_PROBLEM_.
Return each line from the entries below that contains the string "water". Matching is case-sensitive.

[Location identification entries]

-=-=-

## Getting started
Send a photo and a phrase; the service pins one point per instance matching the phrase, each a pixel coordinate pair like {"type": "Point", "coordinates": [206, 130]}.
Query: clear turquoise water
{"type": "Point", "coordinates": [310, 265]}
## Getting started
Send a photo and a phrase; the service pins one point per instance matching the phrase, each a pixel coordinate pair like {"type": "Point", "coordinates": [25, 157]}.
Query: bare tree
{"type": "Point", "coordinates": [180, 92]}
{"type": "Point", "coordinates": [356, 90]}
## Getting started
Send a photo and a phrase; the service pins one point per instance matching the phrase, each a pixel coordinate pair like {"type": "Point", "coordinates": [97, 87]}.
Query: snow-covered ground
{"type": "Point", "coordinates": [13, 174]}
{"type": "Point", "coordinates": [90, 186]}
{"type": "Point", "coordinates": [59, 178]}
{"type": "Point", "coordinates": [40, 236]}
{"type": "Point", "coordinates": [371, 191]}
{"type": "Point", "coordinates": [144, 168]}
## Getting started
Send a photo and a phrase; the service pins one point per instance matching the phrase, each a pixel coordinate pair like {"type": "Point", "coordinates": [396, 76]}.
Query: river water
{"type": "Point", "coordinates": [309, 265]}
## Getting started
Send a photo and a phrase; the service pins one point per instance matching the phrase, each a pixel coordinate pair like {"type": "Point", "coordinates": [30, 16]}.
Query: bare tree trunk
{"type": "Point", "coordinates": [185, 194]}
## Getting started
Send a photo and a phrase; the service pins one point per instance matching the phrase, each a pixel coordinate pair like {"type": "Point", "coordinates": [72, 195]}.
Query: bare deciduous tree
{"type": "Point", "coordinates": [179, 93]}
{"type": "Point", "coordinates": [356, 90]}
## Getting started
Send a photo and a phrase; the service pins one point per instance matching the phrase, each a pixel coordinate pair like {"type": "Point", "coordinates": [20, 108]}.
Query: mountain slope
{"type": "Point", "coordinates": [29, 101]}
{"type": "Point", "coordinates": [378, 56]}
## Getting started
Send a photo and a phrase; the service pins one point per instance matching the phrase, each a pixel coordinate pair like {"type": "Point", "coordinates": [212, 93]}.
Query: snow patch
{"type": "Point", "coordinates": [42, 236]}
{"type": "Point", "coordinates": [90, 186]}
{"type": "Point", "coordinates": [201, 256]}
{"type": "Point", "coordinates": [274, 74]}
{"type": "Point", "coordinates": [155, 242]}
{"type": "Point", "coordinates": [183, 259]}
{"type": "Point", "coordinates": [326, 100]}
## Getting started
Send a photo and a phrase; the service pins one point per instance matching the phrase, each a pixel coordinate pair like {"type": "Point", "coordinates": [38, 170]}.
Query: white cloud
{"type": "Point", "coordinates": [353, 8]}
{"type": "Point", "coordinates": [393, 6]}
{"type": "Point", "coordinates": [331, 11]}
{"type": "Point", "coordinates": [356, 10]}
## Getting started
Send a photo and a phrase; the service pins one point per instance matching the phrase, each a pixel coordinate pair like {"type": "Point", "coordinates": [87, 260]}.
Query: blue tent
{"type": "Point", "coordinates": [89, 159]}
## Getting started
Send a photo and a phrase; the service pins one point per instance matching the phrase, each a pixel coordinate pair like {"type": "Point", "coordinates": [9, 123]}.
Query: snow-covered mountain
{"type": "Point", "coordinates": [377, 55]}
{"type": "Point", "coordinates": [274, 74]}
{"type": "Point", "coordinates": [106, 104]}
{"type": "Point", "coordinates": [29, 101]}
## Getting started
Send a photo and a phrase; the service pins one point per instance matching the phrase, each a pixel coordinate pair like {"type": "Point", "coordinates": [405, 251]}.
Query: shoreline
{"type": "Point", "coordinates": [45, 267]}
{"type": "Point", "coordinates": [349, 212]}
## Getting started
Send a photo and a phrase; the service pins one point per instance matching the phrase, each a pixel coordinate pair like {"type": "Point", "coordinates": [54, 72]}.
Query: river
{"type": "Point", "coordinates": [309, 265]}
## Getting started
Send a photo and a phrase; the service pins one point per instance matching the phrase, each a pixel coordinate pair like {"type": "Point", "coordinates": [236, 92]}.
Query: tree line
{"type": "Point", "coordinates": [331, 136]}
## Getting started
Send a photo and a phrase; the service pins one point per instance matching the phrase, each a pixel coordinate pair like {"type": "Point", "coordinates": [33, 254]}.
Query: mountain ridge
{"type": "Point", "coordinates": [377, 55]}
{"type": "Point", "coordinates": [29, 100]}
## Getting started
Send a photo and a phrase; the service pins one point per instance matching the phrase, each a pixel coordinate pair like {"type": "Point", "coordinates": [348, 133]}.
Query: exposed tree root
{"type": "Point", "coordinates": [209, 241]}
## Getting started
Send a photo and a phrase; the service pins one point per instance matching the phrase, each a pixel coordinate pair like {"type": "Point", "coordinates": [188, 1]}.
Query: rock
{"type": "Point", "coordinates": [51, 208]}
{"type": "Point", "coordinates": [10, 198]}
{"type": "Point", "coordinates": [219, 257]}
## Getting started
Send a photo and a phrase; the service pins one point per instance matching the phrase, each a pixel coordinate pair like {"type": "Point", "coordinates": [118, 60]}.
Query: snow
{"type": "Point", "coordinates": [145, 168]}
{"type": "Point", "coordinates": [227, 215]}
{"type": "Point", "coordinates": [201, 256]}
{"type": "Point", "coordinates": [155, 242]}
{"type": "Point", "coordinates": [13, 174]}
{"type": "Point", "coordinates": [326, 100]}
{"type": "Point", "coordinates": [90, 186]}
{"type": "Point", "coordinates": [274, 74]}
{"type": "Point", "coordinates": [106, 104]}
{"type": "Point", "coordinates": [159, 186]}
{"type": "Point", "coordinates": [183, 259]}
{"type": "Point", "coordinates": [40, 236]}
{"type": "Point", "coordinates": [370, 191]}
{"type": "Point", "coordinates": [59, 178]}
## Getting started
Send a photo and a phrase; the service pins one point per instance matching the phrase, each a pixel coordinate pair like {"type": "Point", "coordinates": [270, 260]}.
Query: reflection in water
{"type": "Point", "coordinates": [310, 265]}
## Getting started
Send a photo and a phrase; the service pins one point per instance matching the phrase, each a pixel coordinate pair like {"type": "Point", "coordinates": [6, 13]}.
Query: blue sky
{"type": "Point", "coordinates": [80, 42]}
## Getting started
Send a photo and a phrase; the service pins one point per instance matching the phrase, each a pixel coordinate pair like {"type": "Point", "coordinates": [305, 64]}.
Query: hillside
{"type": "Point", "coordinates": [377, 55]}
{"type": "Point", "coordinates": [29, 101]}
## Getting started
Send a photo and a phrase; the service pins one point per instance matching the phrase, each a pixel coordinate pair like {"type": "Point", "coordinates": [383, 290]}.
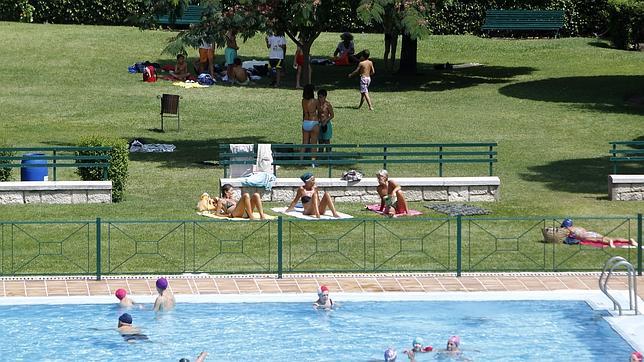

-=-=-

_TASK RESULT_.
Query: clear turquoise water
Query: river water
Query: reflection in water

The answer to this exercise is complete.